● **Extracted information**:
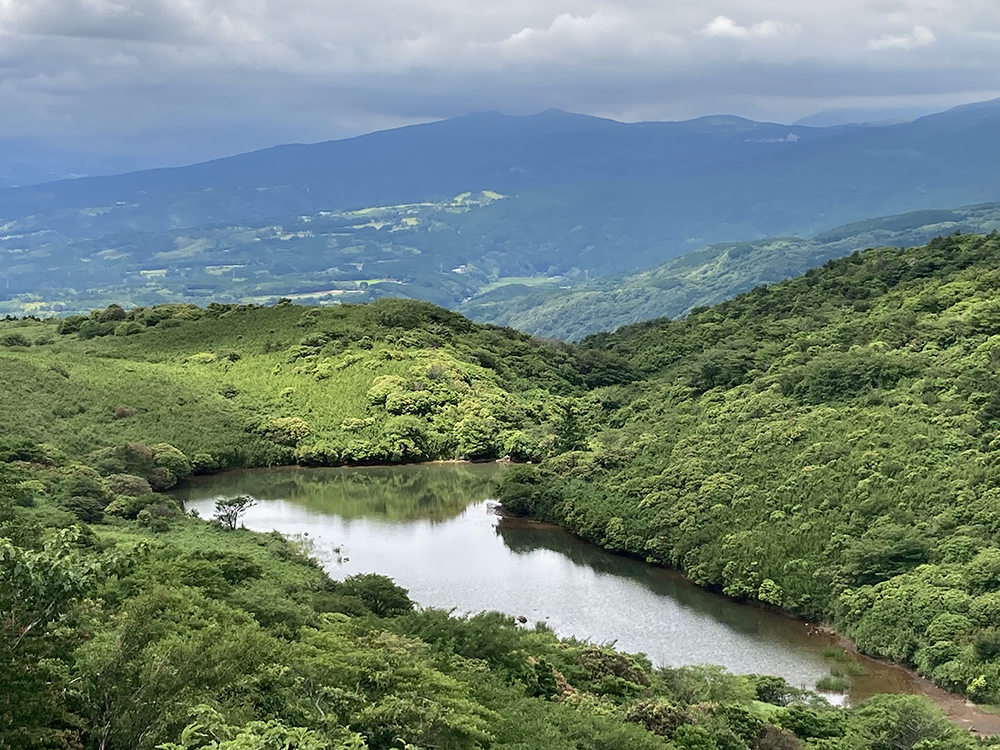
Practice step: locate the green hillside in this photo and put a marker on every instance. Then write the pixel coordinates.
(826, 445)
(448, 210)
(252, 386)
(169, 632)
(707, 276)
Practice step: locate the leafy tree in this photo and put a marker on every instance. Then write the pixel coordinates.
(229, 511)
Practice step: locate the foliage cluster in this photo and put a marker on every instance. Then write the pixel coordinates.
(194, 635)
(234, 386)
(826, 445)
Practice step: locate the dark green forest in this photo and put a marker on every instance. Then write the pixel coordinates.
(826, 445)
(823, 445)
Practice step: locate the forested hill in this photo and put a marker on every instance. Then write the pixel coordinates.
(130, 625)
(827, 445)
(708, 275)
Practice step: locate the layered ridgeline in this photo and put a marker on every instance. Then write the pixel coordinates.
(706, 276)
(128, 624)
(447, 210)
(827, 445)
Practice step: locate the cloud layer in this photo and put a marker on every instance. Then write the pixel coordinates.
(195, 78)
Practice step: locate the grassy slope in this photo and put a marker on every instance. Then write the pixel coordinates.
(212, 382)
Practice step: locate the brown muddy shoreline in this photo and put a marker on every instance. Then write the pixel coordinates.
(880, 676)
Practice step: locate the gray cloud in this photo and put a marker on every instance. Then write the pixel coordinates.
(185, 79)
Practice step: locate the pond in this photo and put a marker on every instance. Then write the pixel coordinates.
(433, 529)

● **What to do**: The preceding listing is to be restated word for word, with every picture omitted.

● **Task answer**:
Practice step: locate the green hillside in this photo and put a marker on every instance. Then write the pixel coordinates.
(826, 445)
(448, 210)
(252, 386)
(169, 632)
(707, 276)
Practice step: locate the leafy tree in this photo and put a marker on every instance. Then write the pixel coordinates.
(229, 511)
Practice step: locate the foliage cluster in this photo and put a marker on every instance. Then write the pixel coordinates.
(194, 635)
(234, 386)
(826, 445)
Practice step: locate the dark green forest in this photo and put a marker on every instance. Then write the pixel coordinates.
(826, 445)
(823, 445)
Practice step: locate the forested hill in this photo and put a marker on every instance. Then write the pixel coordinates.
(130, 625)
(827, 445)
(708, 275)
Practice step: locate the layered ridgeline in this photo and put a marker on every instance. Then write the pixel coordinates.
(706, 276)
(128, 624)
(447, 210)
(827, 445)
Practice step: locate the cloud layer in this photo and put a marker on every instance. Then write the pixel coordinates.
(195, 78)
Practice step: locate the grassy slope in this photo and put a marker on every instance. Then write the pixel coordinates.
(212, 382)
Practice step: locate the brown muddy shoreline in this photo and put a marker on every instance. Then write the pixel coordinates.
(880, 676)
Practice step: locate the gray cloud in this photo and put a marker on every instance. Then write the pixel coordinates.
(185, 79)
Practice step: locate the pond in this photo and put a marker on every instance. Then write the pixel coordinates.
(433, 529)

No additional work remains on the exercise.